▸ **What you should do**:
Starting with the line containing "Would you be able to mark the black" and going on through the last of the rows below, reproduce every line, requests included, with each x and y point coordinate scaled by 1.75 and rounded to the nearest whole number, halves rounded up.
+++ Provided records
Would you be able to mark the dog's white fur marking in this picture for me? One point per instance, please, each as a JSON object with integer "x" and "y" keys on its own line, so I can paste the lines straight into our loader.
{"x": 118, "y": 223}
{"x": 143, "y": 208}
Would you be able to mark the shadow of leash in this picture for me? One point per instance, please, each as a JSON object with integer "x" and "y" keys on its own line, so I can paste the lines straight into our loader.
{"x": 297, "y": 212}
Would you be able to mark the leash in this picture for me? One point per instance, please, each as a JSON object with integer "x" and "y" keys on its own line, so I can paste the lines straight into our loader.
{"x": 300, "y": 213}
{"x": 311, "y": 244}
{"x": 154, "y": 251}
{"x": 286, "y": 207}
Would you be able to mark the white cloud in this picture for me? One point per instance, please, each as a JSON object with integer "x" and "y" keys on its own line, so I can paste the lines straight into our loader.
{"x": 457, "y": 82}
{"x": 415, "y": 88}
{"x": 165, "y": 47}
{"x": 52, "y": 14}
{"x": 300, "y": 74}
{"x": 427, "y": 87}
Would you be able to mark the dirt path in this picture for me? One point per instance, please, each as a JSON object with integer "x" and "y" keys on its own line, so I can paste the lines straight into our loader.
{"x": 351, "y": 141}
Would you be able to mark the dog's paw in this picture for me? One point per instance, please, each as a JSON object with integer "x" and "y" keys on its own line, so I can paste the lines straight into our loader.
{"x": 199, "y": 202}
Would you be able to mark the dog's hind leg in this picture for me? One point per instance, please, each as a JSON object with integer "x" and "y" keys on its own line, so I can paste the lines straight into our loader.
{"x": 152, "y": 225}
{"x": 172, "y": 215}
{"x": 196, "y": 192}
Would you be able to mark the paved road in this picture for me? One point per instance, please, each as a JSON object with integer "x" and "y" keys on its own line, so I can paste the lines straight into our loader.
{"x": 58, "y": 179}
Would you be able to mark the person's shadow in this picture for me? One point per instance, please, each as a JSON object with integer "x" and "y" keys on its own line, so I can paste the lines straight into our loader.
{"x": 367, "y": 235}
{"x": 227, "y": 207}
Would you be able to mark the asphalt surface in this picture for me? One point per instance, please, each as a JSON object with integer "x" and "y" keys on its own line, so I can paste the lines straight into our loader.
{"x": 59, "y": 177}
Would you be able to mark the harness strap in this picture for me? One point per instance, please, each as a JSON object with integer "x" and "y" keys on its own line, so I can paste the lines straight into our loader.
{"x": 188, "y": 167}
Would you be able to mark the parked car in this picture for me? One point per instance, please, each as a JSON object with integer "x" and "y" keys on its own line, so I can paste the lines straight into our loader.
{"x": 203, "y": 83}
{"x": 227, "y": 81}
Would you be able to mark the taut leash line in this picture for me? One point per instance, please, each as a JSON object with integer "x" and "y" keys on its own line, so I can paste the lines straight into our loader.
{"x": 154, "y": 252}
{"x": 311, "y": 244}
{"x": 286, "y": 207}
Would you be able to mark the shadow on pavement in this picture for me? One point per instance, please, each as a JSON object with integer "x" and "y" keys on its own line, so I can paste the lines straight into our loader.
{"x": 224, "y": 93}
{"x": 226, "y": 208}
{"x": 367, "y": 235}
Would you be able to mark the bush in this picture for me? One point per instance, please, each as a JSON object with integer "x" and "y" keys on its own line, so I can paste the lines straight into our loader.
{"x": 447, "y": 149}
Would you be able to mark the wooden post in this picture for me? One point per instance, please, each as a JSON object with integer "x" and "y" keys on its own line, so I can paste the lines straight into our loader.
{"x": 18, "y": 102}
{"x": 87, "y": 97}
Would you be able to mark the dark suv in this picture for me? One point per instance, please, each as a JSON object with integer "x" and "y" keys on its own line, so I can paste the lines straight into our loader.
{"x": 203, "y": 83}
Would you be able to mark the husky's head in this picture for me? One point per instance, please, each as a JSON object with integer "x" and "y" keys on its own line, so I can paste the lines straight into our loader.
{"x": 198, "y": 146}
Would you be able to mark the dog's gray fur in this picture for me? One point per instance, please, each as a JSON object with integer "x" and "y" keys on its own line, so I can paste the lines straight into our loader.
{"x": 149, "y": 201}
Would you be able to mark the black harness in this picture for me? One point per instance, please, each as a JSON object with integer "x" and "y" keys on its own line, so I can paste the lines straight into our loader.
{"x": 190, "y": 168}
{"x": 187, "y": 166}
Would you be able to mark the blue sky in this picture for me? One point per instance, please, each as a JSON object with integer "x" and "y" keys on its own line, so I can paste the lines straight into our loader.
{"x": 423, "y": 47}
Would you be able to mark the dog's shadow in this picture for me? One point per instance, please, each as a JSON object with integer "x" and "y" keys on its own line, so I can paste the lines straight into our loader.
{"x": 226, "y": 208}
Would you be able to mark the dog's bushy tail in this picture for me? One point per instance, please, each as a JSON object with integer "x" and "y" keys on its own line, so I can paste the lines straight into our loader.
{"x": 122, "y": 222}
++++++
▸ **Task response**:
Would you be able to mark the black harness in this picture for me? One point per instance, please, each as a JSON object with integer "x" and "y" keys on its own line, so I can paste the lines straight into our loader.
{"x": 333, "y": 294}
{"x": 327, "y": 291}
Would you be able to mark the blue sky in this picture for me? One point per instance, please, each as a JSON object with integer "x" and "y" keys on its own line, so I can paste the lines straight into our loader.
{"x": 740, "y": 82}
Would you be able to mark the dog's shadow in this picture for me? One point per instance, please, each as a JSON object with integer "x" and "y" keys on its own line, so I can paste the lines straight into our loader.
{"x": 396, "y": 364}
Would you be able to mark the dog's bushy tail in this picture for me? One point per instance, please, each as a JSON object with integer "x" and "y" keys on its own line, so I can paste the lines straight into our loader.
{"x": 214, "y": 389}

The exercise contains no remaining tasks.